*WORK INSTRUCTION*: Take the listing and give it again exactly, from its first line to its last line.

*ENTRIES PROVIDED*:
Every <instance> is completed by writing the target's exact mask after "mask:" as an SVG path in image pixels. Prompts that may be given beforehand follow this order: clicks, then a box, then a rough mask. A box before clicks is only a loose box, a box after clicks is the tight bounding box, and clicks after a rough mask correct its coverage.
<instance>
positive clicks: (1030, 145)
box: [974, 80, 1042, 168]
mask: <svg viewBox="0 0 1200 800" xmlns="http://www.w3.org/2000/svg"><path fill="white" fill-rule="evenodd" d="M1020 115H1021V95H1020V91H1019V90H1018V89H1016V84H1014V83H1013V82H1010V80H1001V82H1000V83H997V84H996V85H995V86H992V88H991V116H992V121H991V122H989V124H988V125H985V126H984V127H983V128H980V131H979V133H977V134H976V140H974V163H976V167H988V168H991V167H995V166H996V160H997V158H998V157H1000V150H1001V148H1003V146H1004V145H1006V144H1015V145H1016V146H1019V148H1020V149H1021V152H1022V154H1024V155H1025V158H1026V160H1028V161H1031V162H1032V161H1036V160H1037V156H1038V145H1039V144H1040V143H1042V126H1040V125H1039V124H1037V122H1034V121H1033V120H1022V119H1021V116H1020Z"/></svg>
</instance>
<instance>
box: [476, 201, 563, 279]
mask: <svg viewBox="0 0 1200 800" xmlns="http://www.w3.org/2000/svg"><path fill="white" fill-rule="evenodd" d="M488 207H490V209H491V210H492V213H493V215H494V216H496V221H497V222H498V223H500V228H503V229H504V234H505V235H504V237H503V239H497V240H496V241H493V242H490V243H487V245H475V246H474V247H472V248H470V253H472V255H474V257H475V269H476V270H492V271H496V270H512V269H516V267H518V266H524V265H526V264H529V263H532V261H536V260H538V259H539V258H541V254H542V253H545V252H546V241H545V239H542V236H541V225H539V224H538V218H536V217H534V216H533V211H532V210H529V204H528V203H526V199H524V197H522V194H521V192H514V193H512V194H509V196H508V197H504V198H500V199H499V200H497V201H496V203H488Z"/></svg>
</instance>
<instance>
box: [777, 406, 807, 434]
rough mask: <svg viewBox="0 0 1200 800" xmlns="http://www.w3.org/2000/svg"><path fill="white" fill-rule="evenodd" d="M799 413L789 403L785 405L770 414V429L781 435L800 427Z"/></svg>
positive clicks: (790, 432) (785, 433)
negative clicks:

*SOLUTION TO THIS TASK*:
Every <instance> is completed by writing the target's exact mask after "mask:" as an SVG path in image pixels. Prompts that may be given beforehand follow this order: clicks, then a box, then a rough mask. A box before clicks is only a loose box, a box after clicks is the tight bounding box, and clicks after a rough mask correct its coverage.
<instance>
positive clicks: (1030, 145)
box: [974, 80, 1042, 168]
mask: <svg viewBox="0 0 1200 800" xmlns="http://www.w3.org/2000/svg"><path fill="white" fill-rule="evenodd" d="M1020 115H1021V95H1020V91H1019V90H1018V89H1016V84H1014V83H1013V82H1010V80H1001V82H1000V83H997V84H996V85H995V86H992V88H991V116H992V121H991V122H989V124H988V125H985V126H984V127H983V128H980V131H979V133H977V134H976V140H974V163H976V167H988V168H991V167H995V166H996V160H997V158H998V157H1000V150H1001V148H1003V146H1004V145H1006V144H1015V145H1016V146H1019V148H1020V149H1021V152H1022V154H1024V155H1025V158H1026V160H1028V161H1031V162H1032V161H1036V160H1037V156H1038V145H1039V144H1040V143H1042V126H1040V125H1039V124H1037V122H1034V121H1033V120H1022V119H1021V116H1020Z"/></svg>
</instance>
<instance>
box: [476, 201, 563, 279]
mask: <svg viewBox="0 0 1200 800" xmlns="http://www.w3.org/2000/svg"><path fill="white" fill-rule="evenodd" d="M488 207H490V209H491V210H492V213H493V215H494V216H496V221H497V222H498V223H500V228H503V229H504V234H505V235H504V237H503V239H497V240H496V241H493V242H490V243H487V245H475V246H474V247H472V248H470V253H472V255H474V257H475V269H476V270H492V271H496V270H512V269H516V267H518V266H524V265H526V264H529V263H532V261H536V260H538V259H539V258H541V254H542V253H545V252H546V241H545V239H542V236H541V225H539V224H538V218H536V217H534V216H533V211H532V210H529V204H528V203H526V199H524V197H522V194H521V192H514V193H512V194H509V196H508V197H504V198H500V199H499V200H497V201H496V203H488Z"/></svg>
</instance>
<instance>
box: [777, 406, 807, 434]
rough mask: <svg viewBox="0 0 1200 800" xmlns="http://www.w3.org/2000/svg"><path fill="white" fill-rule="evenodd" d="M799 413L789 403L785 405L770 414V429L781 435L800 427Z"/></svg>
positive clicks: (790, 432) (785, 433)
negative clicks:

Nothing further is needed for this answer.